Extracted information =
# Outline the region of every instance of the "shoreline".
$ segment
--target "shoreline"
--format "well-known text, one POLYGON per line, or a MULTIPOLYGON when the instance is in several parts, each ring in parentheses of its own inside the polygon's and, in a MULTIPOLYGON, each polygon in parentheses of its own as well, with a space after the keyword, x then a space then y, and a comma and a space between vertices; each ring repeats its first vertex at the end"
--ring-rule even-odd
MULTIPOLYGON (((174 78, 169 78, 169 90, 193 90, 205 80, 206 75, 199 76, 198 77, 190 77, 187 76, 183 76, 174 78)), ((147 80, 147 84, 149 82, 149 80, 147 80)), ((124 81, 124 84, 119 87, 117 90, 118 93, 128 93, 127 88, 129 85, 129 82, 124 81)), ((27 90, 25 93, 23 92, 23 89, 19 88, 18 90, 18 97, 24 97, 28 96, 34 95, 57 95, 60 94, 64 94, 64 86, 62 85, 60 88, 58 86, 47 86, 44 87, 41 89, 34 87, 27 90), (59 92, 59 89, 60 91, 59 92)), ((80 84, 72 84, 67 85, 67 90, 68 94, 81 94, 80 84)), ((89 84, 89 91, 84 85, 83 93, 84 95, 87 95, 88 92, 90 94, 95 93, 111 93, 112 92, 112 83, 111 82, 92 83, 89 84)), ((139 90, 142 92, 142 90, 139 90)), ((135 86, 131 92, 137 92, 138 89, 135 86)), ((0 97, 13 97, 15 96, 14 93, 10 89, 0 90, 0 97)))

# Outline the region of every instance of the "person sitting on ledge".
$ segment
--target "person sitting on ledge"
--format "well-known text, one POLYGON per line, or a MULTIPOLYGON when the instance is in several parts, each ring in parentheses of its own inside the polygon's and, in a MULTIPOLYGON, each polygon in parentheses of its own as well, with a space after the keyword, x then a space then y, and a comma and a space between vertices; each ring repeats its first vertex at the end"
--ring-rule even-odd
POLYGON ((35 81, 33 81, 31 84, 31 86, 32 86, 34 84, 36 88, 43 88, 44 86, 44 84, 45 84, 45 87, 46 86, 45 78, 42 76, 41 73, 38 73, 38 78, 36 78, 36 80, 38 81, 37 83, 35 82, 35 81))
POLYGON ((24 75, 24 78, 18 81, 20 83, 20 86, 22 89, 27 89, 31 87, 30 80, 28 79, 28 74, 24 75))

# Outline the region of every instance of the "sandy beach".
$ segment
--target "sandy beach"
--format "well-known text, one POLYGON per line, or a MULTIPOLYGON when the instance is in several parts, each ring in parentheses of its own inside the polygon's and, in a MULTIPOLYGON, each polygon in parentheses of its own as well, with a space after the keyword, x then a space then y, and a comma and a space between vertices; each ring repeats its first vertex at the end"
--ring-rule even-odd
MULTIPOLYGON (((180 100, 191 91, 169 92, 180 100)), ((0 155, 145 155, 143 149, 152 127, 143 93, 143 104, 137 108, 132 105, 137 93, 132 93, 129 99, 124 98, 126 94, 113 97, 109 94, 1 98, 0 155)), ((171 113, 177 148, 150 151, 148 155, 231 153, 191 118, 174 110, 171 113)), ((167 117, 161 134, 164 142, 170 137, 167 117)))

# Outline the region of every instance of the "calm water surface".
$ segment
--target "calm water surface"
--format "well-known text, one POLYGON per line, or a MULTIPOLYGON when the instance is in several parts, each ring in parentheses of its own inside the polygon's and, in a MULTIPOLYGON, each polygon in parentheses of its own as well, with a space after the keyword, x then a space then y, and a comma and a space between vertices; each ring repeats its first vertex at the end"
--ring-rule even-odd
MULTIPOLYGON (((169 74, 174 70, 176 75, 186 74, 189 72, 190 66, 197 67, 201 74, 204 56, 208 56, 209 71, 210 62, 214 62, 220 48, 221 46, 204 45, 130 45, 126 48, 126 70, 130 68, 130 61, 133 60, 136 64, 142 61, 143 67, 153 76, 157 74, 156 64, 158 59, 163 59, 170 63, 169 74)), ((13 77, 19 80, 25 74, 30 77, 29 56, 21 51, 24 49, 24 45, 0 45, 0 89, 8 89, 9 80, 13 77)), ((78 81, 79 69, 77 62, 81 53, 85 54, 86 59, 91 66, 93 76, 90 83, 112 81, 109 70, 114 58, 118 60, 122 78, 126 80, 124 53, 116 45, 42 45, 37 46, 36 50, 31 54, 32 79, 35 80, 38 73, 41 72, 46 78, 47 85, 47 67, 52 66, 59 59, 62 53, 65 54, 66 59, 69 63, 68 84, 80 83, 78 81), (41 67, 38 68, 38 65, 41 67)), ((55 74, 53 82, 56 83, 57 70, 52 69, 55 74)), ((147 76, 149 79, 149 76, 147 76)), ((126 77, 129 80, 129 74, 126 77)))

Task to complete =
Rewrite the stretch from the start of the rows through the line containing "MULTIPOLYGON (((174 78, 169", swapping "shoreline" for "coastline" and leaving everything else the same.

Result for this exercise =
# Outline the region of every instance of the "coastline".
$ segment
--target "coastline"
--format "well-known text, one POLYGON per line, or a MULTIPOLYGON when the instance is in several parts, each ring in parentheses of its own inside the polygon's and, in a MULTIPOLYGON, each polygon in parentheses of its own as well, with a space after the keyword, x then a space then y, and a comma and a space between vertices; each ring repeats its first vertex at the end"
--ring-rule even-odd
MULTIPOLYGON (((174 78, 169 78, 169 90, 193 90, 205 80, 206 75, 199 76, 198 77, 190 77, 187 76, 183 76, 174 78)), ((147 80, 147 84, 149 82, 149 80, 147 80)), ((124 81, 124 84, 119 87, 117 90, 118 93, 128 93, 127 88, 129 85, 129 82, 124 81)), ((27 90, 25 93, 23 92, 23 89, 19 88, 18 90, 18 97, 24 97, 28 96, 34 95, 57 95, 60 94, 64 94, 64 86, 62 85, 60 88, 58 86, 47 86, 44 87, 41 89, 34 87, 27 90), (59 92, 59 89, 60 91, 59 92)), ((80 84, 72 84, 67 85, 67 90, 68 94, 81 94, 80 84)), ((89 84, 89 91, 84 85, 83 93, 84 95, 87 95, 88 92, 90 94, 95 93, 111 93, 112 92, 112 83, 111 82, 92 83, 89 84)), ((139 90, 142 92, 142 90, 139 90)), ((135 86, 131 92, 137 92, 138 89, 135 86)), ((0 97, 13 97, 15 96, 14 93, 10 89, 0 90, 0 97)))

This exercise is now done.